▶ **Materials provided**:
------------

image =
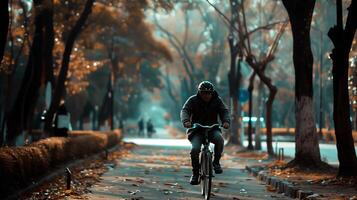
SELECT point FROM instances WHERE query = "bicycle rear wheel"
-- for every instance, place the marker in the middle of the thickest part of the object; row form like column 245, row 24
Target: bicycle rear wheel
column 203, row 173
column 208, row 177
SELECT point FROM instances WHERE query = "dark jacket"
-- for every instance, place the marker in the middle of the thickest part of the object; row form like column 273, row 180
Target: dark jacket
column 206, row 113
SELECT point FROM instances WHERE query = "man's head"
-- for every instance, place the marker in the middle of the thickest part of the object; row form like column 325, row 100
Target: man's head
column 205, row 90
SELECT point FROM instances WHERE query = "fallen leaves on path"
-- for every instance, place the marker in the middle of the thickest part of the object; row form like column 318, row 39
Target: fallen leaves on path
column 86, row 174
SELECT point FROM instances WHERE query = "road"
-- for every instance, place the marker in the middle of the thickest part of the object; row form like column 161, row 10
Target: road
column 160, row 169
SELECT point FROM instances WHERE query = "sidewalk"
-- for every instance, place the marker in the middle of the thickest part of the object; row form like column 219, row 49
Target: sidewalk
column 162, row 172
column 300, row 184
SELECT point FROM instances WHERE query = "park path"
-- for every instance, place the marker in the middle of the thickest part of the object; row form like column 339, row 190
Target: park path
column 162, row 172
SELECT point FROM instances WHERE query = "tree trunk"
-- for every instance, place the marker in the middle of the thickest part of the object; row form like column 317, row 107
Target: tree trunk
column 19, row 116
column 60, row 86
column 307, row 152
column 258, row 145
column 269, row 105
column 250, row 90
column 4, row 27
column 4, row 15
column 233, row 78
column 342, row 40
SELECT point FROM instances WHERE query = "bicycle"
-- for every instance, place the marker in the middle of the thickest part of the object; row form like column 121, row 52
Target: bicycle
column 206, row 172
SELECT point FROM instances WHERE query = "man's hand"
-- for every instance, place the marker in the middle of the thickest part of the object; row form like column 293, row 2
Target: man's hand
column 187, row 124
column 225, row 125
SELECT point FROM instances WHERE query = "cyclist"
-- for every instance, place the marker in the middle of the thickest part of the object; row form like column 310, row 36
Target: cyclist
column 204, row 108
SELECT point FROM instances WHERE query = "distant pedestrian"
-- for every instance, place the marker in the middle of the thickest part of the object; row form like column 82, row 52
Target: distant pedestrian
column 150, row 128
column 121, row 124
column 61, row 122
column 141, row 127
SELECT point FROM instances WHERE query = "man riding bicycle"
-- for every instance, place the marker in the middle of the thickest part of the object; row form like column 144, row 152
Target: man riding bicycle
column 204, row 108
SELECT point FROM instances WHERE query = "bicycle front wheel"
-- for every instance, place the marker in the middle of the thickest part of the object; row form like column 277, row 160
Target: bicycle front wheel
column 203, row 173
column 208, row 178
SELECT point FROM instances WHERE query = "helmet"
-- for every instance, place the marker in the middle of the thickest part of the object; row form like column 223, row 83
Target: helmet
column 205, row 86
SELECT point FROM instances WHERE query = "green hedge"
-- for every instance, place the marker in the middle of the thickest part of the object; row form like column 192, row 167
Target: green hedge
column 20, row 166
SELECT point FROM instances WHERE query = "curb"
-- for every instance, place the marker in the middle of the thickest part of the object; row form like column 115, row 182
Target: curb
column 281, row 186
column 59, row 171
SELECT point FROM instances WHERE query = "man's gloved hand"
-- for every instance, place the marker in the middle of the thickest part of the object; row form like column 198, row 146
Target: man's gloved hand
column 187, row 124
column 225, row 125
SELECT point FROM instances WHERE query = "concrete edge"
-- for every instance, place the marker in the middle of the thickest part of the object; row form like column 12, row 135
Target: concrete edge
column 282, row 186
column 60, row 170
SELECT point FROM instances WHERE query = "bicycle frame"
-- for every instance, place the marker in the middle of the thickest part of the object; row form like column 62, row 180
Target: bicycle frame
column 206, row 172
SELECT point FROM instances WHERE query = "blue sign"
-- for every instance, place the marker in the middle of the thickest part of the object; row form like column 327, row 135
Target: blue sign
column 243, row 95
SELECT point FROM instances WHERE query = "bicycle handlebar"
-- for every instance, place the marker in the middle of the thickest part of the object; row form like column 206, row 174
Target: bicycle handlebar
column 197, row 125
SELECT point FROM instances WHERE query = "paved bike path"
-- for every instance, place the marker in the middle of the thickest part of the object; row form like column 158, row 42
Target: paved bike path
column 162, row 172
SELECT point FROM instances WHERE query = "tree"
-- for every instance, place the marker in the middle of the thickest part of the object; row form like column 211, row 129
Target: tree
column 4, row 10
column 60, row 85
column 38, row 69
column 307, row 152
column 342, row 40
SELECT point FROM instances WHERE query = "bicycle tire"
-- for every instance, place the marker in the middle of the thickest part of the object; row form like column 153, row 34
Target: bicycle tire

------------

▶ **Problem to work on**:
Can you restate all the records above word for word while dropping the pictures?

▶ **Result of the exercise**:
image =
SELECT point FROM instances WHERE query = "bicycle rear wheel"
-- for every instance, place the marker in the middle of the thickest part of the object; row form like column 245, row 24
Target: bicycle rear wheel
column 203, row 173
column 208, row 177
SELECT point FROM instances WHERE query = "dark jacket"
-- for every instance, place the marker in the middle of the thickest part of the object; row form like column 273, row 180
Target: dark jacket
column 206, row 113
SELECT point FROM instances WHERE query = "man's head"
-- for every instance, place the marker in the middle of the thickest part of the object; row form like column 325, row 100
Target: man's head
column 205, row 90
SELECT point FROM instances WHERE query = "fallen leaves on path"
-- for every instance, place the marker in the middle of the thickest part of the object; row form like column 318, row 39
Target: fallen leaves on path
column 86, row 174
SELECT point FROM instances WHERE query = "road"
-- for every instance, place the marker in the middle of the thickest part of the object; row form like column 161, row 10
Target: road
column 160, row 169
SELECT point FROM instances WHERE query = "sidewalk"
-- for every instance, place the marker in the middle of the thickest part of the object; row form like column 219, row 49
Target: sidewalk
column 162, row 172
column 300, row 184
SELECT point FROM instances WHERE query = "park path"
-- for every instance, place the marker in the middle of the thickest part of the object; row form like column 339, row 190
Target: park path
column 162, row 172
SELECT point FROM instances WHERE query = "tree trunk"
-- for every instance, place the marker in the middle of the thickest part of the object; row form like column 317, row 107
Target: tree trunk
column 19, row 116
column 60, row 86
column 307, row 152
column 258, row 145
column 269, row 105
column 250, row 90
column 4, row 27
column 4, row 15
column 233, row 78
column 342, row 40
SELECT point FROM instances WHERE query = "bicycle"
-- for every instance, place the marker in the middle of the thickest part of the object; row form like column 121, row 52
Target: bicycle
column 206, row 172
SELECT point FROM instances WHERE query = "man's hand"
-- for every instance, place the marker in the middle of the thickest part of the object; row form like column 293, row 2
Target: man's hand
column 187, row 124
column 225, row 125
SELECT point FROM instances WHERE query = "cyclist"
-- for every instance, place the marker in the middle of the thickest part of the object; row form like column 310, row 36
Target: cyclist
column 204, row 108
SELECT point FROM instances WHERE query = "distant pedestrian"
-- for every instance, place the marker in the middle of the thickest part of the object; row form like column 82, row 52
Target: distant pedestrian
column 150, row 128
column 121, row 124
column 61, row 122
column 141, row 127
SELECT point FROM instances WHERE query = "man riding bicycle"
-- for every instance, place the marker in the middle of the thickest part of the object; row form like column 144, row 152
Target: man riding bicycle
column 204, row 108
SELECT point FROM instances WHERE query = "bicycle front wheel"
-- for every instance, place the marker in the middle of the thickest part of the object; row form like column 277, row 160
Target: bicycle front wheel
column 203, row 173
column 208, row 178
SELECT point FROM instances WHERE query = "helmet"
-- for every instance, place the marker in the middle of the thickest part of the object; row form like column 223, row 83
Target: helmet
column 205, row 86
SELECT point FROM instances WHERE query = "green hedge"
-- for every instance, place the marker in the middle of the thickest part of the object; row form like column 192, row 167
Target: green hedge
column 20, row 166
SELECT point FROM instances WHERE query = "curb"
-- for every instance, place the marker in the middle of the thickest part of the object; row form like column 115, row 182
Target: curb
column 281, row 186
column 59, row 171
SELECT point FROM instances WHERE query = "man's gloved hand"
-- for every instance, place the marker in the middle of the thickest part of the object; row form like column 198, row 146
Target: man's gloved hand
column 187, row 124
column 225, row 125
SELECT point FROM instances WHERE query = "concrete edge"
-- for every instance, place the marker in the middle of the thickest part of the object; row form like column 12, row 135
Target: concrete edge
column 282, row 186
column 60, row 170
SELECT point FROM instances WHERE query = "bicycle frame"
-- for every instance, place the marker in the middle of the thickest part of the object; row form like column 62, row 180
Target: bicycle frame
column 206, row 172
SELECT point FROM instances WHERE query = "blue sign"
-- for every instance, place the marker in the middle of the thickest part of the object; row form like column 327, row 135
Target: blue sign
column 243, row 95
SELECT point FROM instances WHERE query = "bicycle handlebar"
-- for every instance, place the marker in the middle of the thickest part of the object; row form like column 206, row 174
Target: bicycle handlebar
column 197, row 125
SELECT point FROM instances WHERE query = "paved bike path"
-- for every instance, place the marker in the middle of the thickest part of the object; row form like column 158, row 42
Target: paved bike path
column 162, row 172
SELECT point FROM instances WHERE query = "tree"
-- for every instance, place the marker in the middle of the thickest part of the object; row form like column 211, row 129
Target: tree
column 4, row 10
column 60, row 85
column 38, row 69
column 307, row 152
column 342, row 40
SELECT point FROM instances WHERE query = "bicycle tire"
-- for every instance, place the marker in the middle of the thickest part of the object; row form like column 153, row 34
Target: bicycle tire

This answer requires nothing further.